Directive 1:
Summarize the Potlatch REIT filing in two sentences.
Directive 2:
List every distinct calendar date mentioned in the Potlatch REIT filing.
Directive 3:
Resume the Potlatch REIT filing right after its last line.

425

Filed by Potlatch Corporation

Pursuant to Rule 425 under the Securities Act of 1933

and deemed filed pursuant to Rule 14a-12

under the Securities and Exchange Act of 1934, as amended

Subject Company: Potlatch Corporation

Commission File No. 001-05313

 

The following is a portion of an internal communication sent to Potlatch Corporation employees on January 26, 2006 relating to the conversion of Potlatch Corporation to a real estate investment trust, or REIT, and the proposed merger involving Potlatch Corporation and its wholly-owned subsidiary.

 

LOGO

 

TIPSheet No. 90, January 26, 2006    Potlatch People Make It Better!

 

ALTHOUGH POTLATCH BEGAN OPERATING AS A REAL ESTATE INVESTMENT TRUST (REIT) on January 1, 2006, changes to the company’s structure to facilitate REIT operations will take place over the next few weeks.These changes won’t alter our day-to-day operations…nevertheless, we should be aware of them.

 

KEY DATE —February 3rd, – A very busy day!

 

At 10 a.m., stockholders will vote on a proposed merger of Potlatch Corporation with and into a previously-created Potlatch-owned subsidiary company known as Potlatch Operating Company. All stockholders, including Potlatch employees who own shares, should now have received a packet in the mail containing two items:

 

    A proxy statement covering the merger.

(Extracted records)

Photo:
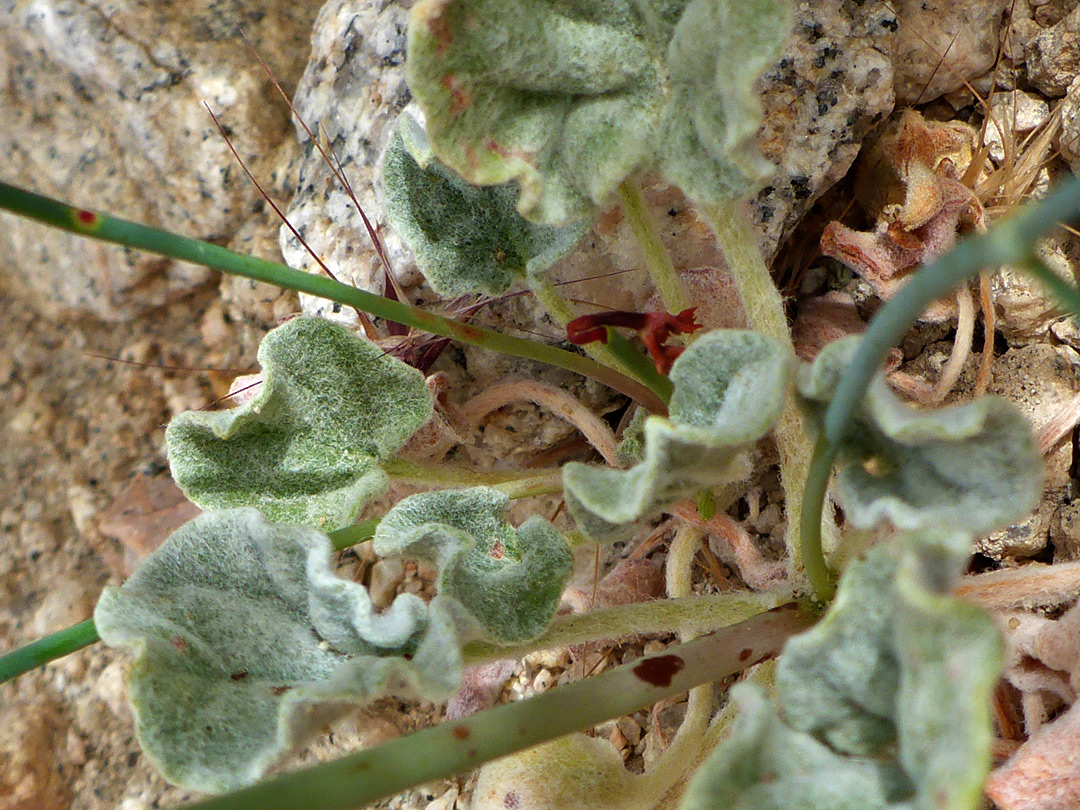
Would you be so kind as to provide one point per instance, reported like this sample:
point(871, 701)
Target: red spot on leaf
point(660, 671)
point(656, 328)
point(86, 218)
point(440, 29)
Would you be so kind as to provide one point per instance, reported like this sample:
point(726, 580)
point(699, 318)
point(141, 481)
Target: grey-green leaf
point(883, 704)
point(307, 448)
point(729, 389)
point(508, 580)
point(970, 468)
point(464, 238)
point(766, 765)
point(569, 98)
point(245, 642)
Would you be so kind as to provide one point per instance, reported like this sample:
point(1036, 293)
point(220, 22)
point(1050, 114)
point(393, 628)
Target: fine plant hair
point(244, 642)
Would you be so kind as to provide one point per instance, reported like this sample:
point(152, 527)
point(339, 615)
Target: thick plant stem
point(657, 259)
point(1010, 242)
point(163, 243)
point(43, 650)
point(765, 313)
point(693, 615)
point(514, 483)
point(460, 745)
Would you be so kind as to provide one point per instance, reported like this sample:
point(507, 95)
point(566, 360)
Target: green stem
point(813, 557)
point(163, 243)
point(617, 351)
point(43, 650)
point(514, 483)
point(693, 615)
point(1010, 242)
point(353, 535)
point(453, 747)
point(765, 313)
point(657, 259)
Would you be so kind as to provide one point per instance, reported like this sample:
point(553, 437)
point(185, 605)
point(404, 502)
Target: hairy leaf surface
point(570, 97)
point(883, 704)
point(508, 580)
point(729, 389)
point(307, 447)
point(464, 238)
point(970, 468)
point(245, 642)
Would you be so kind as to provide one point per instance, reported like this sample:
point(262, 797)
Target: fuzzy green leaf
point(464, 238)
point(245, 643)
point(883, 704)
point(509, 580)
point(729, 389)
point(570, 97)
point(970, 468)
point(307, 448)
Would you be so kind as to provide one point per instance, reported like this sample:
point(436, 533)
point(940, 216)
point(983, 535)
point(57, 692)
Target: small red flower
point(656, 327)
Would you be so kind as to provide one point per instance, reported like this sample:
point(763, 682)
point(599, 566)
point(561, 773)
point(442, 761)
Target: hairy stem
point(657, 259)
point(692, 616)
point(164, 243)
point(765, 313)
point(1010, 242)
point(512, 482)
point(453, 747)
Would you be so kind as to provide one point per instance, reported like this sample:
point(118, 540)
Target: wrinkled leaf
point(729, 390)
point(766, 765)
point(569, 98)
point(245, 642)
point(307, 447)
point(885, 703)
point(508, 580)
point(464, 238)
point(970, 468)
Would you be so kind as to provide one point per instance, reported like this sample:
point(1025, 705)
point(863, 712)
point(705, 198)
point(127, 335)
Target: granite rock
point(1053, 55)
point(942, 43)
point(104, 108)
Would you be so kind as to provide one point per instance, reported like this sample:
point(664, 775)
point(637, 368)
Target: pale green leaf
point(883, 704)
point(464, 238)
point(729, 389)
point(508, 580)
point(569, 97)
point(766, 765)
point(970, 468)
point(307, 448)
point(245, 643)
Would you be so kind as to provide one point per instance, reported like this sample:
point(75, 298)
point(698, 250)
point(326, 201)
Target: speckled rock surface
point(351, 94)
point(1068, 140)
point(833, 84)
point(103, 105)
point(942, 43)
point(1053, 55)
point(1039, 379)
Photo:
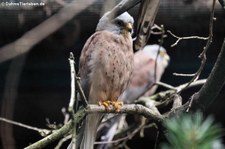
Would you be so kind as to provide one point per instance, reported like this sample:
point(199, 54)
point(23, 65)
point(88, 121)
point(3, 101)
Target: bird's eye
point(119, 22)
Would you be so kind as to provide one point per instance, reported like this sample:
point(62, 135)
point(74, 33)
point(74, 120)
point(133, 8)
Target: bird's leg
point(106, 104)
point(116, 105)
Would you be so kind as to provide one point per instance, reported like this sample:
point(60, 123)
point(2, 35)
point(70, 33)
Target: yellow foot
point(106, 104)
point(116, 105)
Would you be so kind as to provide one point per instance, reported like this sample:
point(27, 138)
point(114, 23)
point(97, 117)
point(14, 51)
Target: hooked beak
point(129, 27)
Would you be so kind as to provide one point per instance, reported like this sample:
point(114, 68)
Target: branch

Right answer 1:
Potlatch Corporation began operating as a real estate investment trust on January 1, 2006, and will make changes to its structure over the next few weeks that will not alter day-to-day operations. At 10 a.m. on February 3, stockholders will vote on a proposed merger of Potlatch Corporation into its subsidiary Potlatch Operating Company, and they should have received a packet in the mail that includes a proxy statement covering the merger.

Right answer 2:
January 26, 2006
January 1, 2006
February 3

Right answer 3:
 

    A voting card. If you own stock both directly (i.e. outside of 401(k)) and through your 401(k), you will receive two packets. You must respond to both if you want all of your stock to be voted.

 

As the last TIPSheet (No. 89, January 3) noted, if approved by the stockholders, this merger will establish new charter provisions to facilitate compliance with the REIT rules. The new charter provisions include:

 

    An increase in the number of authorized Potlatch shares from 40 million to 100 million. The increase assures sufficient shares are available to cover the special earnings and profit (E&P) distribution, which the company estimates will be between $440 and $480 million (at least 80 percent of this distribution will be paid in shares of Potlatch stock). The additional shares will also be available for issuance to cover any future stock splits, future acquisitions funded using shares and equity offerings to raise capital for any future acquisitions or other corporate purposes.

 

    Restrictions on share ownership and transfer. These restrictions will generally limit a stockholder’s ownership of our common stock to 9.8% of our total outstanding shares.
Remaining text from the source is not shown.